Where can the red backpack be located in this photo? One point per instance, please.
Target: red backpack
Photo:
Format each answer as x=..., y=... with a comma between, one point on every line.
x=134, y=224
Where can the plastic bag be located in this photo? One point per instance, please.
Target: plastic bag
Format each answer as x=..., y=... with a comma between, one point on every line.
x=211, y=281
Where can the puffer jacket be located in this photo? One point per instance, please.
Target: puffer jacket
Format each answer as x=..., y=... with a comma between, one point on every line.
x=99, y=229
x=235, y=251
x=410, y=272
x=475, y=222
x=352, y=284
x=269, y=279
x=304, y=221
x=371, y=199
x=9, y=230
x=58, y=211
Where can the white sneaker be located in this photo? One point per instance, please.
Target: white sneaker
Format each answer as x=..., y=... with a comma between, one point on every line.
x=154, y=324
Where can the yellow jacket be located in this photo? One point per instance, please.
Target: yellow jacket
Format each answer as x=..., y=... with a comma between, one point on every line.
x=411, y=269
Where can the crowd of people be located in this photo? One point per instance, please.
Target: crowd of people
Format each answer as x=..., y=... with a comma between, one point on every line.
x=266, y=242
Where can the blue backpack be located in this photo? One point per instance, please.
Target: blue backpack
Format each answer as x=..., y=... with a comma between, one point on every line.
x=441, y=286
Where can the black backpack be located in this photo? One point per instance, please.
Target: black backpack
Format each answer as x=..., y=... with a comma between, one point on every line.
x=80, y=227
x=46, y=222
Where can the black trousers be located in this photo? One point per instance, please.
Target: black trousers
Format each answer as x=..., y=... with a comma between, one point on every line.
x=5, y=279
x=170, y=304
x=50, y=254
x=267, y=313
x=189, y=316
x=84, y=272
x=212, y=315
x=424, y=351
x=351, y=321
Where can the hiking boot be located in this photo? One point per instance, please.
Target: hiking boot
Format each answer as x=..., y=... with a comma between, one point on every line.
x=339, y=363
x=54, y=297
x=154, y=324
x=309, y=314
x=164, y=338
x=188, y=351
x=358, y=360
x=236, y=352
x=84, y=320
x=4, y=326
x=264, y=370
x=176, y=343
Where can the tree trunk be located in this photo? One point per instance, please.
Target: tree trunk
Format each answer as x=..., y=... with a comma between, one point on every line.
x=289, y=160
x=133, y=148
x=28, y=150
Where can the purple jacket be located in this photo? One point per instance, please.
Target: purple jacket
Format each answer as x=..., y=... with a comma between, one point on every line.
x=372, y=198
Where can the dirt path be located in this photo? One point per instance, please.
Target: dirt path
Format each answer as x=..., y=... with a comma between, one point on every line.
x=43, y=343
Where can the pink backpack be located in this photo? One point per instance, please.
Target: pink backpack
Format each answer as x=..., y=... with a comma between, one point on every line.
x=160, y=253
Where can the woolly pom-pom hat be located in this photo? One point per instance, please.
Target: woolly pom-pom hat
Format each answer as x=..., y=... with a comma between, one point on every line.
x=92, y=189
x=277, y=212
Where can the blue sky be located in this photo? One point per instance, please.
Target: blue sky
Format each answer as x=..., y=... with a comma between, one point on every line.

-.-.-

• **YOUR GOAL**
Copy every row above word for word, leaving nothing out and changing nothing.

• **OUTPUT OF THE TASK**
Where can the red backpack be located in this photo? One point per instance, please.
Target: red backpack
Photo:
Format each answer as x=..., y=... with a comma between, one point on every line.
x=134, y=224
Where can the plastic bag be located in this photo? One point per instance, please.
Target: plastic bag
Format each answer as x=..., y=... with a comma between, one point on every line.
x=211, y=281
Where can the puffer jacket be located in this photo? One point per instance, please.
Target: puffer jacket
Format each answer as x=..., y=... with a comma between, one point on every line.
x=99, y=229
x=235, y=251
x=410, y=272
x=475, y=222
x=352, y=284
x=269, y=279
x=304, y=221
x=371, y=199
x=9, y=230
x=58, y=211
Where can the white sneaker be located in this photo? One point per instance, please.
Target: white sneaker
Format each answer as x=..., y=... with a comma between, one point on every line.
x=154, y=324
Where can the yellow jacket be located in this photo? One point per instance, please.
Target: yellow jacket
Format each answer as x=..., y=... with a comma between, one point on every line.
x=411, y=269
Where can the crowd of people be located in this photo? One point per instance, please.
Target: crowd of people
Format each answer as x=..., y=... with a comma between, one point on every line.
x=266, y=242
Where can the blue backpack be located in this photo? One point per instance, please.
Target: blue backpack
Format each answer as x=..., y=... with a comma between, one point on every line.
x=441, y=286
Where can the black backpack be located in this photo? One point per instance, please.
Target: black backpack
Format each answer as x=..., y=... with a comma between, one point on every line.
x=80, y=227
x=46, y=222
Where can the black trousers be located in this photo? One point per instance, please.
Target: black trousers
Format each answer as x=..., y=... with a comma between, one point on every line.
x=5, y=279
x=170, y=304
x=50, y=254
x=267, y=313
x=189, y=316
x=84, y=272
x=212, y=315
x=424, y=351
x=351, y=321
Where can the hiking boot be located in this photo? One point per instance, please.
Target: hiking boot
Format each answer as x=..., y=... with a comma between, one point on every line.
x=339, y=363
x=54, y=297
x=154, y=324
x=309, y=314
x=164, y=338
x=188, y=351
x=358, y=360
x=236, y=352
x=84, y=320
x=4, y=326
x=264, y=370
x=176, y=343
Where can the tree trunk be located in this photo? One point per instance, please.
Target: tree trunk
Format each answer as x=..., y=... with a comma between, one point on every line.
x=289, y=160
x=133, y=148
x=28, y=150
Where can the purple jacket be located in this photo? One point per instance, please.
Target: purple jacket
Format each answer as x=..., y=... with a comma between, one point on every line.
x=372, y=198
Where can the dirt path be located in this photo? One point per instance, please.
Target: dirt path
Format each answer as x=..., y=... with a comma between, one point on every line.
x=43, y=343
Where can the pink backpack be located in this photo? One point per instance, please.
Target: pink backpack
Format each answer as x=..., y=... with a comma between, one point on every line.
x=160, y=253
Where can the woolly pom-pom hat be located in this photo? One point per instance, please.
Target: woolly pom-pom hat
Format each answer as x=..., y=... with a comma between, one point on every line.
x=92, y=189
x=277, y=212
Where can the blue sky be located in this photo? One point per instance, please.
Target: blue sky
Format each answer as x=..., y=... with a comma between, one point on every line.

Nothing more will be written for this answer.